__Material shown__
- - - -

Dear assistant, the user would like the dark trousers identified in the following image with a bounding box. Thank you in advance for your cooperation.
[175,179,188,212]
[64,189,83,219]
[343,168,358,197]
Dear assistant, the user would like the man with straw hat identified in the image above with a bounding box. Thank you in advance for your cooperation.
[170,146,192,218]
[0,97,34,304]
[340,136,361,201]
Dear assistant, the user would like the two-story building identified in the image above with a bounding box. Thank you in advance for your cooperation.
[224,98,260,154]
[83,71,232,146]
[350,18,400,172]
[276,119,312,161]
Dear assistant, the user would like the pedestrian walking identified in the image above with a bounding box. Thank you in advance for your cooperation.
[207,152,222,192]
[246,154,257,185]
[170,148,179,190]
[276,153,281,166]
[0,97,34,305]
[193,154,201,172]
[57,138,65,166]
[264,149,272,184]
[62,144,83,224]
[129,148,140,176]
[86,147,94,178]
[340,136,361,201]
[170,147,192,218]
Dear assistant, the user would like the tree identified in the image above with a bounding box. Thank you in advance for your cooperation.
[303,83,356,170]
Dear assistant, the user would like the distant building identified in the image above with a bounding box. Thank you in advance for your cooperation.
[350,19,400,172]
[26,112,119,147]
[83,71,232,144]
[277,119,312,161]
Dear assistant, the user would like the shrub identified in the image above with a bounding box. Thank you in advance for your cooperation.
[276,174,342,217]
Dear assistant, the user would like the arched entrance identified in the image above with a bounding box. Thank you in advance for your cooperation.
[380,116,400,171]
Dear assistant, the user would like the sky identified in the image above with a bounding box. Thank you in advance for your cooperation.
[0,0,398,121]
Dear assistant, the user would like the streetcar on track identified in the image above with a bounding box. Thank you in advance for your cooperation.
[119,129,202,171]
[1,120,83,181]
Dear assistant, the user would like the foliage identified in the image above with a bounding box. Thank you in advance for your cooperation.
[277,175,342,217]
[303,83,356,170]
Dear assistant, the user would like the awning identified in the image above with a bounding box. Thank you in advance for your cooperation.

- - - -

__Task description__
Count the lines in the entries above that contain the string "building", matching case exactly. Reply with the number only.

__Task output__
2